_TASKS_
(a) List every stock market index named in the market report below.
(b) Extract the passage of the market report below that runs from "European stocks seem" to "distribution next week.", copying it word for word.

Renewed stimulus hopes added to optimism over progress on coronavirus vaccines may have led to the biggest spike seen in a year with the 10-year treasury yield. As the 10-year Treasury yields are on the march toward 1% again, investors have been seen contemplating what sort of ripple effect this might have on other markets. The S&P 500 and Nasdaq composite also reached new heights yesterday gaining 1.1% and 1.3% to close at 3,662.45 and 12,355.11 respectively, beating their record highs set on Friday with big techs and banks driving a big part of that rally.
Markets in Asia did not share in the same optimism with their counterparts on Wall Street as markets in Asia were mixed on Wednesday. Investors in Asia may seem to have adopted a “wait & see” approach with so many failed attempts taking place before now on forging an agreement on a new stimulus plan as the U.S. endures fresh waves of coronavirus infections and precautions. Australia did report its economy expanded 3.3% in the July-September quarter as the country recovered from pandemic lockdowns which lifts the country out of recession, although in annual terms the economy contracted 3.8% from a year earlier, Hong Kong’s Hang Seng HIS fell slightly, while the Nikkei 225 NIK in Tokyo edged up 0.2%.
Federal Reserve Chairman Jerome Powell did caution lawmakers during his testimony at a hearing before the Senate Banking Committee yesterday that the U.S economy remains in a damaged and uncertain state. His is also due to testify again before the Congress on Wednesday.
European stocks seem to have opened lower Wednesday, consolidating after its recent strong gains posted on Tuesday. The major averages at the close of trading Tuesday saw the DAX futures contract in Germany gaining 0.7%, the FTSE 100 closing up 1.9% and the CAC 40 up by 1.1%. There might be a particular focus on the U.K. market, after British regulators said they had approved the Pfizer/BioNTech vaccine for use and would begin distribution next week.

_ENTRIES SUPPLIED_
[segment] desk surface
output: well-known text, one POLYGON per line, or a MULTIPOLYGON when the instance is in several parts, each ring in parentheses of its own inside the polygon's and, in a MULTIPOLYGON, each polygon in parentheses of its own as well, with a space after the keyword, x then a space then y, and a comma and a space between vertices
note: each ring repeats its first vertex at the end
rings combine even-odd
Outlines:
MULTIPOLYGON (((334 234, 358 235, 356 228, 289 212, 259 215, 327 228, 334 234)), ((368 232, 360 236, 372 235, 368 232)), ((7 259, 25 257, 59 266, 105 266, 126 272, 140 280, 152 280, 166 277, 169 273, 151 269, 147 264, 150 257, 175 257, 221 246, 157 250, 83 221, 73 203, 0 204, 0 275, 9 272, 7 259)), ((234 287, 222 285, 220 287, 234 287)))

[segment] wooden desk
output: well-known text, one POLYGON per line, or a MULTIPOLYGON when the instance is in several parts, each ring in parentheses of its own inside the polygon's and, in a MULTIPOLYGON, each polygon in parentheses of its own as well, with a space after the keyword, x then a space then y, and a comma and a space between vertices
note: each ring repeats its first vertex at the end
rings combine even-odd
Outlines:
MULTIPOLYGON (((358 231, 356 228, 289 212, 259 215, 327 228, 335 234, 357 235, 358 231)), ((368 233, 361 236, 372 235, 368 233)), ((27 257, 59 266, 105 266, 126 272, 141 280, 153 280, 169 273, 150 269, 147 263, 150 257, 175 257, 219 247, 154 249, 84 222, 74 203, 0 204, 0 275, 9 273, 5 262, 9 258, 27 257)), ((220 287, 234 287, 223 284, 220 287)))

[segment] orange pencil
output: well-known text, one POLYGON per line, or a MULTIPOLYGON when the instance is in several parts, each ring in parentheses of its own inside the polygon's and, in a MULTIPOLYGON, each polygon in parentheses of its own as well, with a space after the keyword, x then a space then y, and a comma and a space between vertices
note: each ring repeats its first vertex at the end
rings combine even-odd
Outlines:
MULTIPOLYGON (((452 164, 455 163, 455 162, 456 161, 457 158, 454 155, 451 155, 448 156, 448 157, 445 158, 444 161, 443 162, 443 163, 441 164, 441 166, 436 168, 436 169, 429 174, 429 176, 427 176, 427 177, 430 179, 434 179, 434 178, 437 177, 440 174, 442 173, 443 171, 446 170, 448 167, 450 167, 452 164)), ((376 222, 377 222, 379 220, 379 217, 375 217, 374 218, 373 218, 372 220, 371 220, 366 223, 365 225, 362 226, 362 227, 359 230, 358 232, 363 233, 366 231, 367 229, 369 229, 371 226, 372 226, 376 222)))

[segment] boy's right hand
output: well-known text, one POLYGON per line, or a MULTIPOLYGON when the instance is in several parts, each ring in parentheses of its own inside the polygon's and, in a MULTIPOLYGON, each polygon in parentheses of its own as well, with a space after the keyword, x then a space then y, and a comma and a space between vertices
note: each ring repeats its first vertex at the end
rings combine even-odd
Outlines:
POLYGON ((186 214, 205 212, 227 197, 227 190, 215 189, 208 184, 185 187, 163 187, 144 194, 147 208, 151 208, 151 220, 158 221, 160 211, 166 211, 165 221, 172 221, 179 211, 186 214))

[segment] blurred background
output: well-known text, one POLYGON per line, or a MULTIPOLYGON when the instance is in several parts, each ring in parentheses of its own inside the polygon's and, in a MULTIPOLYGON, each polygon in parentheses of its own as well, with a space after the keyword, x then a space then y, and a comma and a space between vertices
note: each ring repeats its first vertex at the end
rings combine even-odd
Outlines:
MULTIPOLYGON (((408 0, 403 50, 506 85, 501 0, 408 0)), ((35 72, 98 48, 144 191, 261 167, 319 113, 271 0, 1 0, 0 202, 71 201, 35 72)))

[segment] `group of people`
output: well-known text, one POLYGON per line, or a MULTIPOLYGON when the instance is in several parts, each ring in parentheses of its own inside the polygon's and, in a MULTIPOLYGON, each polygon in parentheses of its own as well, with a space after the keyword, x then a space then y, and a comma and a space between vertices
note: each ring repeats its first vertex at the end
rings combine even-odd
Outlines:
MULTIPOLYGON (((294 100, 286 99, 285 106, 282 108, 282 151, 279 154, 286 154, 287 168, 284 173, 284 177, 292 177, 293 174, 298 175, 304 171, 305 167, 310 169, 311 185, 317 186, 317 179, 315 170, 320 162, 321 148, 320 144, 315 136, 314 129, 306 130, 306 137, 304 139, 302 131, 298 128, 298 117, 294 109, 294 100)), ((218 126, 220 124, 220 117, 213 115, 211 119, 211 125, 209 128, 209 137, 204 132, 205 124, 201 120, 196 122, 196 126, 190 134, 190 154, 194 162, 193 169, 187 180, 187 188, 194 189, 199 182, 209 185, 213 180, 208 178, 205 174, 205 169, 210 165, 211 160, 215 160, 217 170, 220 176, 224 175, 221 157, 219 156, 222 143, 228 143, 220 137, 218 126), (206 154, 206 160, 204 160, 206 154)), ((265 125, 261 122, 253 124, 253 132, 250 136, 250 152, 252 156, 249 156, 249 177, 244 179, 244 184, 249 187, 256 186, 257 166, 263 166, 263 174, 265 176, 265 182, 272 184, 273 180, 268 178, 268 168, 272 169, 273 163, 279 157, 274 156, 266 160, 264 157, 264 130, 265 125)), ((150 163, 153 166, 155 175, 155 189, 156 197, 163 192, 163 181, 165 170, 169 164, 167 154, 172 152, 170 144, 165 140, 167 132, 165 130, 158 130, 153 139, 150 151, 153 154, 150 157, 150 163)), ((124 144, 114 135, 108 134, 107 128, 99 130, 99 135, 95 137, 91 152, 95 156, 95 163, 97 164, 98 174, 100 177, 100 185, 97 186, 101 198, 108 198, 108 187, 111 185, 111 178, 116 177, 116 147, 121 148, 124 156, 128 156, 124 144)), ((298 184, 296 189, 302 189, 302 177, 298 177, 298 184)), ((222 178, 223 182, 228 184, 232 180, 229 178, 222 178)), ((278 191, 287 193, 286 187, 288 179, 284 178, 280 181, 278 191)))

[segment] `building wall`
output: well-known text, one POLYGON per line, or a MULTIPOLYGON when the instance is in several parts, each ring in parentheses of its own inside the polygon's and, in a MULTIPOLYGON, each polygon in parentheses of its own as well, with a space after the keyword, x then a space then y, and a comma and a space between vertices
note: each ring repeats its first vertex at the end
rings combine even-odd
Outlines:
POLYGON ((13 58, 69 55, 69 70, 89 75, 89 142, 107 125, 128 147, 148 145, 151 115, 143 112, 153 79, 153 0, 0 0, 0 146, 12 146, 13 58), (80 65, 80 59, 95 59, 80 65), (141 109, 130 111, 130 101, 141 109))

_SOLUTIONS PER TASK_
(a) S&P 500, Nasdaq composite, Hang Seng, Nikkei 225, DAX, FTSE 100, CAC 40

(b)
European stocks seem to have opened lower Wednesday, consolidating after its recent strong gains posted on Tuesday. The major averages at the close of trading Tuesday saw the DAX futures contract in Germany gaining 0.7%, the FTSE 100 closing up 1.9% and the CAC 40 up by 1.1%. There might be a particular focus on the U.K. market, after British regulators said they had approved the Pfizer/BioNTech vaccine for use and would begin distribution next week.